Exercise prompt
In the records below, find the line with "Target: walking cane" and the line with "the black glove.". Print both exactly, along with every line between them, and no other line.

(Beginning of Material provided)

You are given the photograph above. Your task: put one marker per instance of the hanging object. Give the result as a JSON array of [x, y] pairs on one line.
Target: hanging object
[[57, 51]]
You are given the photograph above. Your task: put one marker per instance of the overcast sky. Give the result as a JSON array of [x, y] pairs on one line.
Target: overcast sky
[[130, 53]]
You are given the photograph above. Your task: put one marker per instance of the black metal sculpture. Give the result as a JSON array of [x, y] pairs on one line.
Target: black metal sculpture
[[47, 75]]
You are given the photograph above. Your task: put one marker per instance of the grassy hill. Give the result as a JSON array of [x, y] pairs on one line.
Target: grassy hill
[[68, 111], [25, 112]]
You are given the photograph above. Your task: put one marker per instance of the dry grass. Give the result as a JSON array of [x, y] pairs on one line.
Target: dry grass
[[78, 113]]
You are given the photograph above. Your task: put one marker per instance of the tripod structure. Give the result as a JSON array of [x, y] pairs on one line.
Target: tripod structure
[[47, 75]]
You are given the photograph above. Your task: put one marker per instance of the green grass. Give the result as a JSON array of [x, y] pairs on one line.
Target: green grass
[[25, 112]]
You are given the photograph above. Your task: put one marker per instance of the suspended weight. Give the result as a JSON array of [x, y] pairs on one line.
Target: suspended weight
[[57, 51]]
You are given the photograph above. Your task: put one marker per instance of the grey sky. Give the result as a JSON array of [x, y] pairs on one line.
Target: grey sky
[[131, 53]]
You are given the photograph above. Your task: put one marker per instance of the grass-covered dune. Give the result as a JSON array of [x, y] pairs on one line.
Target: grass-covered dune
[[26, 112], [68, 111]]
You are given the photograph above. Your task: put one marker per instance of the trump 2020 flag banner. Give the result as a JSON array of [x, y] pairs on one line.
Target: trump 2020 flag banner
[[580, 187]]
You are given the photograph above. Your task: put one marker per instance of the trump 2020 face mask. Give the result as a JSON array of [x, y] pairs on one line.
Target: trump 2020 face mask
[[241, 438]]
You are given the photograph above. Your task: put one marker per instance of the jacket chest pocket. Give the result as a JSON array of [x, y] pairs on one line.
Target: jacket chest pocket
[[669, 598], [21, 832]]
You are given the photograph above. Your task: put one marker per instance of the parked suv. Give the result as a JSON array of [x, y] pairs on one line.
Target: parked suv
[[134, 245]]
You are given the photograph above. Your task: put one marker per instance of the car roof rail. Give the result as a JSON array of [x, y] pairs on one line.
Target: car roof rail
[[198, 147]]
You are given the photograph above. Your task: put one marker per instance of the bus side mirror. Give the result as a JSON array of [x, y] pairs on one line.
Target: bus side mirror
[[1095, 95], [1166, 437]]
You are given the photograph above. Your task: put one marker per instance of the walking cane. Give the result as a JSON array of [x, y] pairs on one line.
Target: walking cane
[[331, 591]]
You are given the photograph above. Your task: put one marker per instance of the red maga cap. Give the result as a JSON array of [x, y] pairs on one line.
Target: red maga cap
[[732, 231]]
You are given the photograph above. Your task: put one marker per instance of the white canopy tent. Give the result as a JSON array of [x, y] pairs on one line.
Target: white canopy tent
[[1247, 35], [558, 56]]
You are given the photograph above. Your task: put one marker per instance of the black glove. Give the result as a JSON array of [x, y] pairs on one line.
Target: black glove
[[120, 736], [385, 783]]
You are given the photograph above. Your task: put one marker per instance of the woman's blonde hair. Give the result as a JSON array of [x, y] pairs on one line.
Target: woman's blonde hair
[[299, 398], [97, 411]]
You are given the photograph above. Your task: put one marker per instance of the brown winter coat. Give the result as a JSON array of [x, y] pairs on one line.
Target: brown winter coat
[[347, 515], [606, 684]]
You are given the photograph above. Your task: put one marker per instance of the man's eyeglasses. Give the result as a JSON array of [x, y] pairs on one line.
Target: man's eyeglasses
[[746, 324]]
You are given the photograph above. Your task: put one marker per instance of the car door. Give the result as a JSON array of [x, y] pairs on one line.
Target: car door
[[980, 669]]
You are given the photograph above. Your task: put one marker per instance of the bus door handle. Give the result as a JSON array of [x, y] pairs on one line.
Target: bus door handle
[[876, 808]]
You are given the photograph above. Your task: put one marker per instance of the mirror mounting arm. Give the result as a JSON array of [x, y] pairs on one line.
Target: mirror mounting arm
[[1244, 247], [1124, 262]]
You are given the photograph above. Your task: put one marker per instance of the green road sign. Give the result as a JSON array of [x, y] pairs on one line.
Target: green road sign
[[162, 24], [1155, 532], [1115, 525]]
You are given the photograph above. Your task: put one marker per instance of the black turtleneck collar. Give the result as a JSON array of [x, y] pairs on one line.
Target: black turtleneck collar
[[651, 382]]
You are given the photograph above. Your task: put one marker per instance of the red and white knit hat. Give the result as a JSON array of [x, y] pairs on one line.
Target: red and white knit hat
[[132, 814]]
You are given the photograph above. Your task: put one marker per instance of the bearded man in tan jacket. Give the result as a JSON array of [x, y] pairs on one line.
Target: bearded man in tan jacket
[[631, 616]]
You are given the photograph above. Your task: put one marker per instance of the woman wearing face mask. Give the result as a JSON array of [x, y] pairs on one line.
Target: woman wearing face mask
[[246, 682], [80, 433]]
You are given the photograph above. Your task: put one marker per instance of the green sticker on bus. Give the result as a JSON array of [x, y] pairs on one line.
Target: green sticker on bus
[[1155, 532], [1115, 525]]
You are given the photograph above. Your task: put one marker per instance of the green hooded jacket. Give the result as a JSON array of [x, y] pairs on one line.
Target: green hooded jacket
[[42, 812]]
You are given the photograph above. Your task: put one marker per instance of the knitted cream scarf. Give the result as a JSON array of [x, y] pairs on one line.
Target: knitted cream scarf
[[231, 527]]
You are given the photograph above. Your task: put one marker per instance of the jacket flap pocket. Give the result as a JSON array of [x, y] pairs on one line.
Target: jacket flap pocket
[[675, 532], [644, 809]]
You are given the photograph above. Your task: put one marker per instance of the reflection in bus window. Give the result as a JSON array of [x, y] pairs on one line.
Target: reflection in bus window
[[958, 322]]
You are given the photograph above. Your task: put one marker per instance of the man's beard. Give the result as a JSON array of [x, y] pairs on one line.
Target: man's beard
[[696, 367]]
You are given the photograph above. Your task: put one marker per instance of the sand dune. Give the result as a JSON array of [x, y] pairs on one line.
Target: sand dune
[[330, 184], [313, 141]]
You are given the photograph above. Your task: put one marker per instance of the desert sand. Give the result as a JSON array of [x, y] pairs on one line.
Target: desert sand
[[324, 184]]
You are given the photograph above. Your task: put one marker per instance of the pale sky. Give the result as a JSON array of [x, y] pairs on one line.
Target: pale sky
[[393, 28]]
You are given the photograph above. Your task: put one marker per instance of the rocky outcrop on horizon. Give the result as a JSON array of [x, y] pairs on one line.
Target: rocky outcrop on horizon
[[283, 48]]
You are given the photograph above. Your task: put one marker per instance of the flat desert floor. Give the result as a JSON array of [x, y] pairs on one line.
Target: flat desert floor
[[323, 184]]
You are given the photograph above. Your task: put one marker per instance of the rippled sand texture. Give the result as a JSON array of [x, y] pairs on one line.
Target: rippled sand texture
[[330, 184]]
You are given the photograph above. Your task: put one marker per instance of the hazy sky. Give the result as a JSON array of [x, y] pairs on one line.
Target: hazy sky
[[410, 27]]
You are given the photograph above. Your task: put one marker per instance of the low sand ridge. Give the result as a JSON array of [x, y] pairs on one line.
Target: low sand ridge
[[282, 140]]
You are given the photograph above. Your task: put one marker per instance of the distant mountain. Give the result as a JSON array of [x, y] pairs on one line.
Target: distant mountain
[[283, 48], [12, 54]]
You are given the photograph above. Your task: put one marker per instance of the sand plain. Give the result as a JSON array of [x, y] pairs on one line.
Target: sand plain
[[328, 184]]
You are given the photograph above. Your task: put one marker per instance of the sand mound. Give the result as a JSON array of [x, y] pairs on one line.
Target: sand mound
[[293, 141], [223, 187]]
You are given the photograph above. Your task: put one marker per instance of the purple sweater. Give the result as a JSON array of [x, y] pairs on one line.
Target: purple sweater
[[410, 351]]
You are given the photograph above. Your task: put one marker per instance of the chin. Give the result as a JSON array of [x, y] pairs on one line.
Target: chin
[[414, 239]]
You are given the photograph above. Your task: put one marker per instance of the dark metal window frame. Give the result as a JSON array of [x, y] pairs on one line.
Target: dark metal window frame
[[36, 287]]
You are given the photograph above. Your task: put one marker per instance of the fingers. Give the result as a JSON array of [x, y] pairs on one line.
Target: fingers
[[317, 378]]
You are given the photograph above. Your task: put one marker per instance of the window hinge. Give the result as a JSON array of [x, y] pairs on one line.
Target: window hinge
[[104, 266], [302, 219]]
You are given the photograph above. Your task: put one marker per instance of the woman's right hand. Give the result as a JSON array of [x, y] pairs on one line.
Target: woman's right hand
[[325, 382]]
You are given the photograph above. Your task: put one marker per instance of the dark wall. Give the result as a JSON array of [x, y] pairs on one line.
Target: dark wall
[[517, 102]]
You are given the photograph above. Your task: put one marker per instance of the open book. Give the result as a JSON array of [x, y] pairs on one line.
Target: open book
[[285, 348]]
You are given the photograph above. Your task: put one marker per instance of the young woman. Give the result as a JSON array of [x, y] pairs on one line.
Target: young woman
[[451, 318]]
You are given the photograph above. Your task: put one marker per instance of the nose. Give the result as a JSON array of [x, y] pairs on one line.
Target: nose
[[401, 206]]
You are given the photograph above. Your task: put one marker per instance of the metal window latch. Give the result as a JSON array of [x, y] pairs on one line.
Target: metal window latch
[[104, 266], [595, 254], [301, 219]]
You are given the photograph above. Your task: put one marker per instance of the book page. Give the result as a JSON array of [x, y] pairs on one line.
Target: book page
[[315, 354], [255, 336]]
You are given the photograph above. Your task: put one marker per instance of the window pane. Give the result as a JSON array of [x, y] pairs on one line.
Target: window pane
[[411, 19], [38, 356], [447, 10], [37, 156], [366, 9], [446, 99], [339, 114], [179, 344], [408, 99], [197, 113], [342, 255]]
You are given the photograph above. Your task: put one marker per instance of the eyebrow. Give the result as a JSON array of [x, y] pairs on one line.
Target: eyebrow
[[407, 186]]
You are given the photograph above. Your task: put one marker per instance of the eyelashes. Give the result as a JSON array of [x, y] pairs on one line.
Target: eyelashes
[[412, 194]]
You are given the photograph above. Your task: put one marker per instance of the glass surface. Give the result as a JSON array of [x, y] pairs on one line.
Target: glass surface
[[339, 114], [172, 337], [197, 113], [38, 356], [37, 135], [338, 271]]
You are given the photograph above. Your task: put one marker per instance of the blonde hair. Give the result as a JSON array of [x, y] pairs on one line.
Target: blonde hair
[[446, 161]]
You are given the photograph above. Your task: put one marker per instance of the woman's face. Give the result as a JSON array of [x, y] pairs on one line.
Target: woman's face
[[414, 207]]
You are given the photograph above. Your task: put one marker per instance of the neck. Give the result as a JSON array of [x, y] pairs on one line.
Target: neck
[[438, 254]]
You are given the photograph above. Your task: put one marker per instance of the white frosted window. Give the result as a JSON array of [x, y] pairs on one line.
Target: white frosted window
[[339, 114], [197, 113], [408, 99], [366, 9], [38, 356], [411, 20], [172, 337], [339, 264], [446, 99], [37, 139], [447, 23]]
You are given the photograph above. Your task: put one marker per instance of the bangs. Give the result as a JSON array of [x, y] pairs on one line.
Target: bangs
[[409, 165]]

(End of Material provided)

Answer
Target: walking cane
[[331, 591]]
You are given the photograph above. Your task: put one marker per instance of the red maga cap. Give the result as a JSON array of [x, y] pairs on one line.
Target: red maga cap
[[732, 231]]
You are given the photograph above. Your task: put one marker per instance of the white canopy tent. Give the result as a JSON array of [x, y] pairs on one line.
Target: white canopy tent
[[1247, 35], [558, 56]]
You are given the photograph above. Your task: put one marker per instance of the black glove. Give the result as a JSON array of [x, y] pairs on one line.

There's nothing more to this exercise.